[Task details] A word-for-word copy of the records is needed, with every picture left out.

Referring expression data
=-=-=
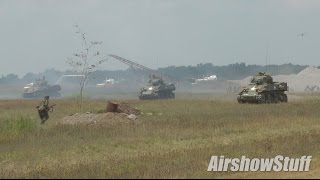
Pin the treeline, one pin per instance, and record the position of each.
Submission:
(182, 73)
(232, 71)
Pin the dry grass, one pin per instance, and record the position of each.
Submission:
(176, 141)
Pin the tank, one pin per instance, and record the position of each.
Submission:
(40, 88)
(157, 89)
(262, 89)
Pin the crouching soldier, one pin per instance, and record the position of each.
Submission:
(44, 108)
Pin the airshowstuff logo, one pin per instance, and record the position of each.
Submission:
(278, 163)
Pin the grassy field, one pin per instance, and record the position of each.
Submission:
(176, 141)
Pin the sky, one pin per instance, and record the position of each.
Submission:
(39, 34)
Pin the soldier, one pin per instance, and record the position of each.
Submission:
(43, 109)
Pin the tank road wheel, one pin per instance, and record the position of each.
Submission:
(268, 98)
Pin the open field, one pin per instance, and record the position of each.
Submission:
(172, 139)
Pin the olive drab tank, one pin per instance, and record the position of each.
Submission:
(40, 88)
(157, 89)
(262, 89)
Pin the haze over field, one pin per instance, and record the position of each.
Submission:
(39, 34)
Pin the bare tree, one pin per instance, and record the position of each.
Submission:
(87, 60)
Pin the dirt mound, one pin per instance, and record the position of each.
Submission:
(95, 119)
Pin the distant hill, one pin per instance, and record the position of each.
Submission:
(236, 71)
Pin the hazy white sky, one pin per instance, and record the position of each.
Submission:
(39, 34)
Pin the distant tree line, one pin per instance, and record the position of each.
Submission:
(231, 71)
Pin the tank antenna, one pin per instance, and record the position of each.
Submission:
(267, 56)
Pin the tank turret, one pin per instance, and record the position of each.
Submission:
(157, 89)
(262, 89)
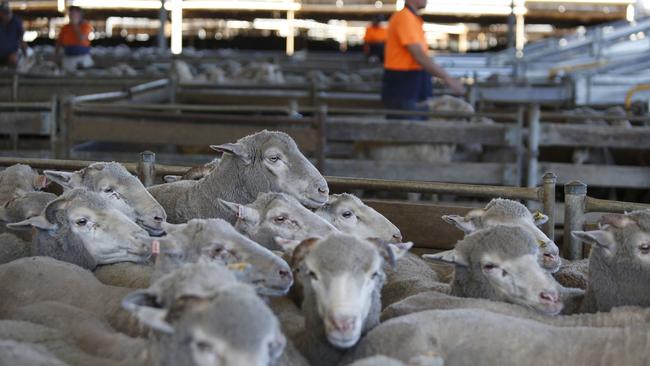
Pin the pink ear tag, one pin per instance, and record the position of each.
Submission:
(240, 212)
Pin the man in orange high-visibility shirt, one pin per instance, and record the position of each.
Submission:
(375, 39)
(407, 68)
(75, 41)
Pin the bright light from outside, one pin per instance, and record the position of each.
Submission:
(177, 26)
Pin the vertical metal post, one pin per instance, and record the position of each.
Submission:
(147, 168)
(548, 201)
(511, 26)
(290, 33)
(519, 157)
(162, 17)
(533, 144)
(321, 121)
(14, 88)
(575, 193)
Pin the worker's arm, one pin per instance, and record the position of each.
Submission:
(81, 34)
(434, 69)
(57, 51)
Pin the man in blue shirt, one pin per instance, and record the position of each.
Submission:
(11, 36)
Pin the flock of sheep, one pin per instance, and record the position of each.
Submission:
(255, 263)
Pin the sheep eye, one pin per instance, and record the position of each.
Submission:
(204, 346)
(313, 275)
(490, 266)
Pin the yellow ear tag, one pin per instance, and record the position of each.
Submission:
(239, 267)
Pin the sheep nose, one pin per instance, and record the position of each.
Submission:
(285, 274)
(548, 296)
(342, 323)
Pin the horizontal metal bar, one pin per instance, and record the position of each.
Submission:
(472, 190)
(598, 205)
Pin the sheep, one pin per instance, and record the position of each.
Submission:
(341, 293)
(195, 319)
(501, 211)
(112, 180)
(84, 228)
(90, 333)
(277, 221)
(411, 274)
(52, 340)
(13, 247)
(205, 240)
(17, 180)
(618, 317)
(429, 359)
(89, 294)
(262, 162)
(480, 337)
(23, 207)
(18, 353)
(500, 263)
(619, 262)
(194, 173)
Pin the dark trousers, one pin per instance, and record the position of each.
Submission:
(405, 105)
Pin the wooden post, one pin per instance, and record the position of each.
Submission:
(575, 193)
(321, 121)
(533, 144)
(548, 200)
(147, 168)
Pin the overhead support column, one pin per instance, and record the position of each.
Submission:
=-=-=
[Reply to the exercise]
Pin the treeline, one pin per instance, and record the position of each.
Submission:
(182, 73)
(232, 71)
Pin the dry grass, one pin per instance, and record the position of each.
Submission:
(176, 141)
Pin the tank, one pin per instance, and record the position of each.
Submission:
(40, 88)
(157, 89)
(262, 89)
Pin the crouching soldier, one pin per instance, and record the position of each.
Submission:
(44, 108)
Pin the airshowstuff logo, one pin per instance, and record the position of each.
Submission:
(278, 163)
Pin the grassy field, one pin per instance, and record the position of each.
Submission:
(176, 141)
Pin the sky, one pin per instance, and record the position of each.
Submission:
(39, 34)
Pin the soldier, one pin per instance, and record the position of each.
Submission:
(43, 109)
Pin the tank road wheel, one pin per instance, and record the position of each.
Submission:
(268, 98)
Pin the open field, one pin per instance, and record the position of each.
Submission:
(172, 139)
Pin the olive drab tank, one pin per instance, and record the position of each.
Submission:
(40, 88)
(157, 89)
(262, 89)
Pin the haze over field, one pin per instance, and record the position of each.
Submission:
(39, 34)
Pin the bare tree, one pin per instance, and record the position of each.
Submission:
(87, 60)
Pin the dirt mound, one pin per instance, and record the position of each.
Submission:
(95, 119)
Pin the distant hill, one pin per instance, and record the position of each.
Submission:
(236, 71)
Pin the hazy white sky, one pin per instance, and record the position of each.
Submission:
(39, 34)
Pin the distant tree line, one pin per instance, and record the position of each.
Submission:
(231, 71)
Pin the tank antenna, one pin per instance, and record the position of each.
Submission:
(267, 56)
Pin the tank turret, one pin per instance, and record the position of each.
Submission:
(157, 89)
(262, 89)
Pin the pink ear tag, one pin per instance, and record the position of each.
Submission:
(240, 212)
Pin the man in orange high-visibility shirt, one pin per instance, and record the position of each.
Submission:
(375, 39)
(407, 68)
(75, 41)
Pin the bright light from outside, one pin per instance, and record the position of each.
Submission:
(177, 26)
Pin the vertical metal post, one pin per instance, and record the position of each.
Submission:
(147, 168)
(548, 201)
(511, 26)
(290, 33)
(519, 157)
(162, 17)
(533, 144)
(321, 121)
(14, 88)
(575, 193)
Pin the worker's arm, one pin per instance, and record the position of each.
Submission:
(81, 34)
(434, 69)
(57, 51)
Pin the man in blue shirt, one pin per instance, and record the position of each.
Submission:
(11, 36)
Pin the flock of sheep, one pin per instance, and record the position of each.
Submission:
(255, 263)
Pin the sheep eye, one pin per instance, and record the position of each.
Submission:
(204, 346)
(313, 275)
(490, 266)
Pin the yellow ear tag, one pin per instance, and record the position of each.
Submission:
(239, 267)
Pin the sheep nose, one pin per instance, and record the position of each.
Submission:
(285, 274)
(548, 296)
(342, 323)
Pin the horizontal metal bar, one pin per instance, and record the position of each.
Submission:
(472, 190)
(598, 205)
Pin the sheep, one pin per instance, and record the position of each.
Submission:
(341, 293)
(195, 319)
(501, 211)
(112, 180)
(84, 228)
(90, 333)
(277, 221)
(411, 274)
(52, 340)
(13, 247)
(205, 240)
(17, 180)
(618, 317)
(429, 359)
(89, 294)
(262, 162)
(480, 337)
(23, 207)
(18, 353)
(500, 263)
(619, 262)
(194, 173)
Pin the dark trousers, one pin per instance, and record the position of each.
Submission:
(405, 105)
Pin the wooden post, one pin per instance, and record the position of each.
Submission:
(575, 193)
(321, 121)
(533, 144)
(548, 200)
(147, 168)
Pin the overhead support column, one pin per instance, and record the position of each.
Submission:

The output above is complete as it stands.